→ **Text for analysis**:

--

Cake is hot, people are not.

This-Is-My-Kind-of-Cake Golden Layer Cake


Continuing on my Augustus-Gloop-like cake bender, I recently threw caution to the wind and interviewed a new golden layer cake. Historically, I’ve depended on Betty Crocker’s good old standard, but I was flipping through my Gourmet cookbook the other night, half-heartedly contemplating taking on something involving fruit and/or custard, and realized I’d never tried their version of the Yellow Menace. Was there a void, it has been filled. Light, fluffy, moist but not soggy, and a superb vehicle for Chocolate Buttercream, my barely-altered version of Gourmet’s All-Occasion Yellow Cake produced a literally gourmet version of Betty Crocker’s: a little more class, a little less soul. I think we can all agree which of those virtues is slightly over-rated. If not, might I suggest you’d be more comfortable in Rachel Ray’s world. As soon as I can find an available cake stand, I’ll see what happens when I substitute buttermilk, and while I hope it helps achieve an actually yellow and less anemically white color, that experiment most likely will not warrant publicity.

It’s important to know going in that this cake retains a seriously springy dome even after resting upside down, so you may want to trim the layers flat. I opted for more mass, and found the pillow effect homey and comforting. I might rename this Narcolepsy Cake, but I suspect that after I finish my current term serving as housing for people, my impromptu porch snores will conclude.

--

Segmentation mask data:
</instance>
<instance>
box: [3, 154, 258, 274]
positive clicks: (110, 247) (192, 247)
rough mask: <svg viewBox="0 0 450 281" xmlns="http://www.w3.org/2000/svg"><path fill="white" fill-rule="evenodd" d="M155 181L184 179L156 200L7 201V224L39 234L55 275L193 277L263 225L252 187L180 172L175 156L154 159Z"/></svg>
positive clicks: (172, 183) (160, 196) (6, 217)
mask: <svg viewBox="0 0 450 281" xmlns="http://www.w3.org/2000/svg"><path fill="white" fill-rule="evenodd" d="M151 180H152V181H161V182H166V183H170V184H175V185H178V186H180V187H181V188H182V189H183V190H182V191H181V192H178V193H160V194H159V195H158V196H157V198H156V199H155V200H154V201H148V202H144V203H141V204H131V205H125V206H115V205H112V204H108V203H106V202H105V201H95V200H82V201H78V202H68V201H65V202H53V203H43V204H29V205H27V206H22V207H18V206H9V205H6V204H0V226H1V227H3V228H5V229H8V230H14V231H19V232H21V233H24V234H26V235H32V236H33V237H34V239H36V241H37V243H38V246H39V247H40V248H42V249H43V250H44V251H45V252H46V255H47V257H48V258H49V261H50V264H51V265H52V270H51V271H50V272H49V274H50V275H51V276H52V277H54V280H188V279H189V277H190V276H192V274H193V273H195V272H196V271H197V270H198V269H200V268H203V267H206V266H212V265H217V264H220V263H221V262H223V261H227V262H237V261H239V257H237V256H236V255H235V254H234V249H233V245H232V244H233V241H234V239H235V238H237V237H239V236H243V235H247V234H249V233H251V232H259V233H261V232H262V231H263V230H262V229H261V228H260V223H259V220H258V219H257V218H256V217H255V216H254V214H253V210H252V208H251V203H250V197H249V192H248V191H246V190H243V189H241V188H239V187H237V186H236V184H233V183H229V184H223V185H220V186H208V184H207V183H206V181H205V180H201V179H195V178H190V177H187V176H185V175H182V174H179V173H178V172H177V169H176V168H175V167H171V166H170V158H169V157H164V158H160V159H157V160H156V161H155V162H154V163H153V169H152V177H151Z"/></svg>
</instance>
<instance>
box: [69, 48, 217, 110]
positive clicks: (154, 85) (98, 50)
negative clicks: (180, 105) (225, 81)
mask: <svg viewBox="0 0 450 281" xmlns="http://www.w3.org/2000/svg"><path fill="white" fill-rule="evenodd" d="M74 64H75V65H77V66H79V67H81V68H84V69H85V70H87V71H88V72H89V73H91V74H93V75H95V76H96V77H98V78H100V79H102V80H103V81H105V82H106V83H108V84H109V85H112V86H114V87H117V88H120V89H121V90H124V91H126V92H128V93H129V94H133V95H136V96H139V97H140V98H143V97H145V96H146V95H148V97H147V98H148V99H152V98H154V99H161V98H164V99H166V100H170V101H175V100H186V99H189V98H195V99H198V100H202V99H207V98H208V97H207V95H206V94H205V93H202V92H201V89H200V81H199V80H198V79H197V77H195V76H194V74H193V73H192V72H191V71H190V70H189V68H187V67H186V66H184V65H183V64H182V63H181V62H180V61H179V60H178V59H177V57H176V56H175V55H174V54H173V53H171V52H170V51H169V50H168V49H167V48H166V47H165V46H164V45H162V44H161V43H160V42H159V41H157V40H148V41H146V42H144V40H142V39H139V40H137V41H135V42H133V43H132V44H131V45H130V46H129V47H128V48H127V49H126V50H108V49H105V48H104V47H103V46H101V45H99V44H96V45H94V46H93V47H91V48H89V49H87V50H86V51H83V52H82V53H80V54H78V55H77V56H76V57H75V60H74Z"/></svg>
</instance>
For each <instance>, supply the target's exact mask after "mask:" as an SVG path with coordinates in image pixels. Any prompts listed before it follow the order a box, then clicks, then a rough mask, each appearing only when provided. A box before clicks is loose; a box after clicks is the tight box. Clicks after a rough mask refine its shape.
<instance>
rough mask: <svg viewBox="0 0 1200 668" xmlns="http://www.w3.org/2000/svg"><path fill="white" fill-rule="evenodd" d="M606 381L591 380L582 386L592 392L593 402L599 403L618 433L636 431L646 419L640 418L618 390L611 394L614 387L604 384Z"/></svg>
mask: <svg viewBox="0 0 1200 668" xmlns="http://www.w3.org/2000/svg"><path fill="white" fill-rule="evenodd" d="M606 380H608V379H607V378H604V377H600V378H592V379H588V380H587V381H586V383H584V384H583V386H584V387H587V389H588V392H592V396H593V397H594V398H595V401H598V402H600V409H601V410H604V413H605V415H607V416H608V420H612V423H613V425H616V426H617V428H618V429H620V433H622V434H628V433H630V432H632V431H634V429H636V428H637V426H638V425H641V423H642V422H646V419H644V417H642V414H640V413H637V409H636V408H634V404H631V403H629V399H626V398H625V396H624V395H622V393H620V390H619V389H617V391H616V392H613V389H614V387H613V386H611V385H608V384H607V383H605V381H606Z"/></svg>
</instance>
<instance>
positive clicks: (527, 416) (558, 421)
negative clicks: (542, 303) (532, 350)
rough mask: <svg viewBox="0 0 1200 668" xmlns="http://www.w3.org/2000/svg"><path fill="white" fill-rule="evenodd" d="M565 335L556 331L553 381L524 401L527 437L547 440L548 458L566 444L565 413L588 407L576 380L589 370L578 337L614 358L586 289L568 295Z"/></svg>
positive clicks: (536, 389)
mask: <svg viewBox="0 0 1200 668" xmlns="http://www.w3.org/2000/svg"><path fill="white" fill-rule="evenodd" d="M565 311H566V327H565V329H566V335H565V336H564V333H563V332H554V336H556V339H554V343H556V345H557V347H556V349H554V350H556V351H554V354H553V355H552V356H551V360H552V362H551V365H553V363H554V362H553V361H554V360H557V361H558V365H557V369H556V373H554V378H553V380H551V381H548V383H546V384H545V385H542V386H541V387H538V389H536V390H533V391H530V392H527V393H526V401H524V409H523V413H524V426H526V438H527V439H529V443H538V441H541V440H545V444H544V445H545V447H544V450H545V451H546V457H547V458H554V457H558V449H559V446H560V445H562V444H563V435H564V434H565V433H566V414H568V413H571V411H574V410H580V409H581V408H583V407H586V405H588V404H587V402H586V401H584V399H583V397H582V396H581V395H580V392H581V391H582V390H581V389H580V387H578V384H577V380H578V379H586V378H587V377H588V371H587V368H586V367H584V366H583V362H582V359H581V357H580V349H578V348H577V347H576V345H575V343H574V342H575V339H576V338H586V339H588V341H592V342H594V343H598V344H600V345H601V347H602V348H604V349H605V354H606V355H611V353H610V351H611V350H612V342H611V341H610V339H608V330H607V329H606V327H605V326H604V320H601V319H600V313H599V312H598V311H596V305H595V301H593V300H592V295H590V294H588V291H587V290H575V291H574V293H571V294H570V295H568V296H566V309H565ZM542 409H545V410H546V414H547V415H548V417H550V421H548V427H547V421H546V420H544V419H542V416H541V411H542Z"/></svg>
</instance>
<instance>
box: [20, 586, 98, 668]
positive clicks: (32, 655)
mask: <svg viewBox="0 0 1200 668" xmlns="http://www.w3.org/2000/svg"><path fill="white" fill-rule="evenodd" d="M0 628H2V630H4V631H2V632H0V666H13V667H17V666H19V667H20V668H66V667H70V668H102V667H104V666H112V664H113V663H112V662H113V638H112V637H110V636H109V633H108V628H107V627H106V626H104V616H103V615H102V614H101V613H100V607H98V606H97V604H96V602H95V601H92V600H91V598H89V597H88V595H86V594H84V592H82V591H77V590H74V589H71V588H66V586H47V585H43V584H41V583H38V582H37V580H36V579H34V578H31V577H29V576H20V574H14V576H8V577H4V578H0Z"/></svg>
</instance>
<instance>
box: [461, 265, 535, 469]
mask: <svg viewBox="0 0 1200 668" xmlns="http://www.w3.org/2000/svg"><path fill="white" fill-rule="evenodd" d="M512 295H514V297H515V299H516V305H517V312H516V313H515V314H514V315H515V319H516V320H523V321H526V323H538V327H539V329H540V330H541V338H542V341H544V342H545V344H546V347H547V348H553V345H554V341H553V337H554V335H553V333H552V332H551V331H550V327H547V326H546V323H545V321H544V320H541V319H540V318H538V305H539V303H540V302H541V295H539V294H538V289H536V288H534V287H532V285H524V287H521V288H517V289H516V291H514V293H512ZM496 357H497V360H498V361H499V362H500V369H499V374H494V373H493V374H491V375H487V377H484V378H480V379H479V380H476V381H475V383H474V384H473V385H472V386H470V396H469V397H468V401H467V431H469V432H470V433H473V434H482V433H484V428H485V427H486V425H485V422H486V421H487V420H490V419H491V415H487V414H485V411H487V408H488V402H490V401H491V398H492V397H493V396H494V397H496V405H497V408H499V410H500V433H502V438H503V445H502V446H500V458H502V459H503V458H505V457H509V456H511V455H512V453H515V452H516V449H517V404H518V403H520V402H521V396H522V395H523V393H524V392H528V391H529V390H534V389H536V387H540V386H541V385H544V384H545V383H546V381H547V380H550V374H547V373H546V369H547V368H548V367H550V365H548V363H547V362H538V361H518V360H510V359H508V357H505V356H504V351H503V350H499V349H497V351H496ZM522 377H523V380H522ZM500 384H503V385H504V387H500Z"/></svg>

--

→ **Task set**:
#1 Update the golden layer cake post from "It’s important to" up to and including "snores will conclude.", putting "Nap Time Cake" in place of "Narcolepsy Cake".
#2 Carry the golden layer cake post further from where it stops.

→ **Your written answers**:
#1
It’s important to know going in that this cake retains a seriously springy dome even after resting upside down, so you may want to trim the layers flat. I opted for more mass, and found the pillow effect homey and comforting. I might rename this Nap Time Cake, but I suspect that after I finish my current term serving as housing for people, my impromptu porch snores will conclude.

#2
Speaking of lodging multiples, I’d like to share a disconcerting tidbit I discovered about human reproduction. It turns out that theoretically, a “lady” can become pregnant with children of multiple fathers simultaneously. Well, only if a) she shoots double eggs, and b) she’s, shall we say, extremely socially active. Here’s the kicker; it’s not even just theoretical. There are enough cases of this not only happening but SOMEONE ADMITTING TO IT that you can hop on Google and there they are. Honestly, it’s not the wantonness or wildly inappropriate honesty that offends me. My generally good opinion of cats has always been marred by the fact that they routinely birth multi-father litters. There’s just something so unabashedly crass, so depraved-Mardi-Gras-pub-crawlish about that particular evolutionary agreement. Now, however, I have absolutely no proof that my cat is not my peer species-wise, and that leads me to question the fare I serve him as well as wonder if I’ve committed a whopping karmic faux-pas in hindering his own, shall we say, social activism.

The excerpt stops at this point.